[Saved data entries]
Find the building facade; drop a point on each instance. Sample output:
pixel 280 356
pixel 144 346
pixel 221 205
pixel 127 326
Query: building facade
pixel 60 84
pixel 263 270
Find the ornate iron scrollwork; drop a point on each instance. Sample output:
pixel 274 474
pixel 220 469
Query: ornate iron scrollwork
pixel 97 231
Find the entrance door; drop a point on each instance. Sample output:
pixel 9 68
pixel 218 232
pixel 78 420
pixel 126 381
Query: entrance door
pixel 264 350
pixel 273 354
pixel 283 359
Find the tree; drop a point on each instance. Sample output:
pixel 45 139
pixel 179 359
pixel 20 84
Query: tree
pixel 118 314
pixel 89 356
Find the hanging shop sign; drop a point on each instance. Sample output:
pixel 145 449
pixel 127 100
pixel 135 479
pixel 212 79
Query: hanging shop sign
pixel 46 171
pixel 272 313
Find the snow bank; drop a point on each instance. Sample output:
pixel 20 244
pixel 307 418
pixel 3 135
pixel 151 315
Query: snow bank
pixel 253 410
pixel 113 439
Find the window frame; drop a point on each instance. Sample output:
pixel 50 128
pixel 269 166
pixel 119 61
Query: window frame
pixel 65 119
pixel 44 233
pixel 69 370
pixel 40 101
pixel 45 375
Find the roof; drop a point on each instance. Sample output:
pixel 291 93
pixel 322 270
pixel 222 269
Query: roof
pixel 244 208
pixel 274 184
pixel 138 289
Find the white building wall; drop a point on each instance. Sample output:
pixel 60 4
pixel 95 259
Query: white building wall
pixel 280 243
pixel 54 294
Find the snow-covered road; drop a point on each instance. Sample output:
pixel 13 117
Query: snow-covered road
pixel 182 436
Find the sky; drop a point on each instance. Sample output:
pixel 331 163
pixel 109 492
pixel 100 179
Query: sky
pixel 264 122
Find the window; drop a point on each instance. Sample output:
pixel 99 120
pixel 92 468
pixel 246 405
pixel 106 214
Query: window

▶ [Work to do] Please print the items above from the line containing "Find the white" through the last line of the items, both ends included, copying every line without any change.

▶ [Final result]
Find the white building wall; drop a point on each instance. Sample output:
pixel 60 4
pixel 95 259
Query: white building wall
pixel 280 243
pixel 54 294
Find the snow-covered road; drop a point on each instance. Sample output:
pixel 13 117
Query: snow-covered road
pixel 182 436
Find the sky; drop a point on each instance. Sample output:
pixel 331 163
pixel 109 492
pixel 100 179
Query: sky
pixel 264 122
Find the window; drop a point on each instance. Sample output:
pixel 99 120
pixel 92 468
pixel 246 405
pixel 106 214
Query: window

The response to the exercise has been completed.